═══ Dataset

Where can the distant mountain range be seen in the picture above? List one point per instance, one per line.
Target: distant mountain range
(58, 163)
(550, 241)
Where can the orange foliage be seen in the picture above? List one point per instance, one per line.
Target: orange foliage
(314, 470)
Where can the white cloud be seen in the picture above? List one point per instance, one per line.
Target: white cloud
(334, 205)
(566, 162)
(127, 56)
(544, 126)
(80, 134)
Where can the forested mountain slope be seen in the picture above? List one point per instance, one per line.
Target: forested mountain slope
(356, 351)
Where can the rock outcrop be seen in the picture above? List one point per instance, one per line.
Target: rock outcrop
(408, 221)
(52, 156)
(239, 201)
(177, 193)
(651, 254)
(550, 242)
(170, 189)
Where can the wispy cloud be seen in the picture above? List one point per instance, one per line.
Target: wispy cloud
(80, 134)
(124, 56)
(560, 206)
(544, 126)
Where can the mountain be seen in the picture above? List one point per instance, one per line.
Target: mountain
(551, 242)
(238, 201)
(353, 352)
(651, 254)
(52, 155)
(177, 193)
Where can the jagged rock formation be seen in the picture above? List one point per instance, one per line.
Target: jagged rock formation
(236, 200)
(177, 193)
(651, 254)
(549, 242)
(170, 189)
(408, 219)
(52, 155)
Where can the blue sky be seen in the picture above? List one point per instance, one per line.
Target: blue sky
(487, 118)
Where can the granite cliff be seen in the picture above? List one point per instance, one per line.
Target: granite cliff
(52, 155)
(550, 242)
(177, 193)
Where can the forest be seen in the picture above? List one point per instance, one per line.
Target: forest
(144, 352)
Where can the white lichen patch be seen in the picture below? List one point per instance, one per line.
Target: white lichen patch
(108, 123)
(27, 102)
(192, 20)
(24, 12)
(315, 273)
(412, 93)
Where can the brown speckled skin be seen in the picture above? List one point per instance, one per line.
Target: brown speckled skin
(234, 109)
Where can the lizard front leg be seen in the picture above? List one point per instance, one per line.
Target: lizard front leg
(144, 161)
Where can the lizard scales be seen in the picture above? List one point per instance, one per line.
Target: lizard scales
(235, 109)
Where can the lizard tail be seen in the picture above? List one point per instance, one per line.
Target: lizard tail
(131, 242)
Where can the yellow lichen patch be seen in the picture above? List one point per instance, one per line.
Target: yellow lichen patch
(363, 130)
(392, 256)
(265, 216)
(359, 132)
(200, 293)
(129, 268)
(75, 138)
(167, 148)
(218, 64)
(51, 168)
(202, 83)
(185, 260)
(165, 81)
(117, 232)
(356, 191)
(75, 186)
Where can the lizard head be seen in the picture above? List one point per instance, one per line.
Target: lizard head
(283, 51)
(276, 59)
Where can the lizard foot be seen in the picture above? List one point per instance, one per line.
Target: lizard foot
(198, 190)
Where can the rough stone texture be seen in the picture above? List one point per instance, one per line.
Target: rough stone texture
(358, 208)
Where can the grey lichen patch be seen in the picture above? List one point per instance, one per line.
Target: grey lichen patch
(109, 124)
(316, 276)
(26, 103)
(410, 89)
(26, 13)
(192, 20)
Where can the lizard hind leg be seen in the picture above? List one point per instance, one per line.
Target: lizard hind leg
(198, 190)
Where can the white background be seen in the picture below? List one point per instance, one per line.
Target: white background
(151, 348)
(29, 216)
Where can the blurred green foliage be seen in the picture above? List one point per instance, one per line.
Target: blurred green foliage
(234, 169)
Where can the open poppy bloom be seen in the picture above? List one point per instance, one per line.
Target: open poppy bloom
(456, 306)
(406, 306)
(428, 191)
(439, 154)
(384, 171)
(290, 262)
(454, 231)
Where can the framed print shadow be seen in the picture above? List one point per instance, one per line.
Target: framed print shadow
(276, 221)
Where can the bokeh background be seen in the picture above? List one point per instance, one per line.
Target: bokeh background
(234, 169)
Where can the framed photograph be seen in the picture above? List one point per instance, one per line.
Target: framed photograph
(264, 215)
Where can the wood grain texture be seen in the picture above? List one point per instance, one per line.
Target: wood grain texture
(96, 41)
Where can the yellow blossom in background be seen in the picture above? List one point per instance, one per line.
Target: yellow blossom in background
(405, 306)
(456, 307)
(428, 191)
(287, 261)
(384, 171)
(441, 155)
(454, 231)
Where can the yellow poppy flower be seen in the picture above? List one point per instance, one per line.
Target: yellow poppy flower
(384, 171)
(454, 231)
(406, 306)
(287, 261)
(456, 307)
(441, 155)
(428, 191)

══════

:: What you need to do ::
Start at the line containing "Where can the blurred". Repeat it and each line after it, word for word, to the end of the records.

:: Problem solution ::
Where can the blurred green foliage be seen in the picture above? List one point per instance, one per line.
Target: blurred green foliage
(234, 169)
Where can the open poppy bloom be seen in the picture above? List one point per instance, one per line.
Target: open poppy bloom
(456, 306)
(406, 306)
(428, 191)
(439, 154)
(384, 171)
(290, 262)
(454, 231)
Where can the framed print shadow be seen in the picture above? List one point per instance, one per line.
Target: framed print shadow
(276, 221)
Where can the bokeh background be seen in the picture above? List one point per instance, one per line.
Target: bokeh background
(234, 169)
Where can the framed photograph be seen in the picture above? List one point per instance, one per line.
Target: framed photograph
(264, 215)
Where can the wood grain texture be seen in the picture above? List one point per instance, one per line.
Target: wood grain texture
(96, 41)
Where can the yellow blossom in background be seen in the picture above? List one point per instance, one per line.
Target: yellow blossom in background
(405, 306)
(456, 307)
(428, 191)
(287, 261)
(384, 171)
(441, 155)
(454, 231)
Where can the yellow poppy flower be seen in the picture above? List one point per instance, one per line.
Target: yellow poppy flower
(384, 171)
(454, 231)
(406, 306)
(287, 261)
(456, 307)
(441, 155)
(428, 191)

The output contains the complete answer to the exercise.